begin DOCUMENT SEGMENT

Think in terms of photon energies rather than wavelengths. The $K_\beta$ transition is an electron falling from the $M$ shell straight to the $K$ shell. That drop can be split into two steps: $M \to L$ (which is the $L_\alpha$ line) followed by $L \to K$ (which is the $K_\alpha$ line). Energies add for the combined jump, so $E_{K_\beta} = E_{K_\alpha} + E_{L_\alpha}$.
Because photon energy is inversely proportional to wavelength, the reciprocals add:
\[ \frac{1}{\lambda_{K_\beta}} = \frac{1}{\lambda_{K_\alpha}} + \frac{1}{\lambda_{L_\alpha}}. \]
Numerically this is a resistors-in-parallel style combination:
\[ \lambda_{K_\beta} = \frac{\lambda_{K_\alpha}\,\lambda_{L_\alpha}}{\lambda_{K_\alpha} + \lambda_{L_\alpha}} = \frac{21.3 \times 141}{21.3 + 141} = \frac{3003.3}{162.3}. \]
That gives $\lambda_{K_\beta} \approx 18.5$ pm. The answer must be in picometres, matching option (D).
\[\boxed{\lambda_{K_\beta} \approx 18.5\ \text{pm}}\]

end DOCUMENT SEGMENT

DIRECTIVES
1. In the X-ray wavelength explanation, what approximate value is obtained for the $K_\beta$ wavelength, and which option does it match?
2. List every spectral line named in the X-ray wavelength explanation, together with the shell transition it is said to correspond to.

begin DATASET ENTRIES

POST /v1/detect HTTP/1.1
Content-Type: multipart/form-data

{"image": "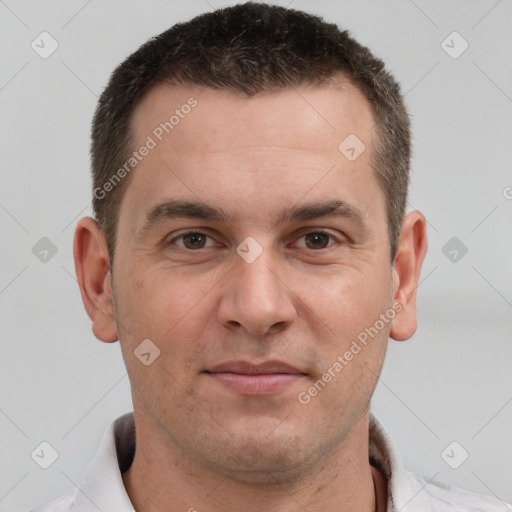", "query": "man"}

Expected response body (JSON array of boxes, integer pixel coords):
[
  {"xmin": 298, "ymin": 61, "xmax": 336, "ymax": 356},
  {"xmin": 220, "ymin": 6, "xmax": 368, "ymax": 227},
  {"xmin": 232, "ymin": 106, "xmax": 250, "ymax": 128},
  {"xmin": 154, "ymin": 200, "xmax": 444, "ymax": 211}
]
[{"xmin": 30, "ymin": 3, "xmax": 510, "ymax": 512}]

end DATASET ENTRIES

RESULTS
1. About 18.5 pm, matching option (D).

2.
- $K_\beta$: M shell to K shell
- $L_\alpha$: M shell to L shell
- $K_\alpha$: L shell to K shell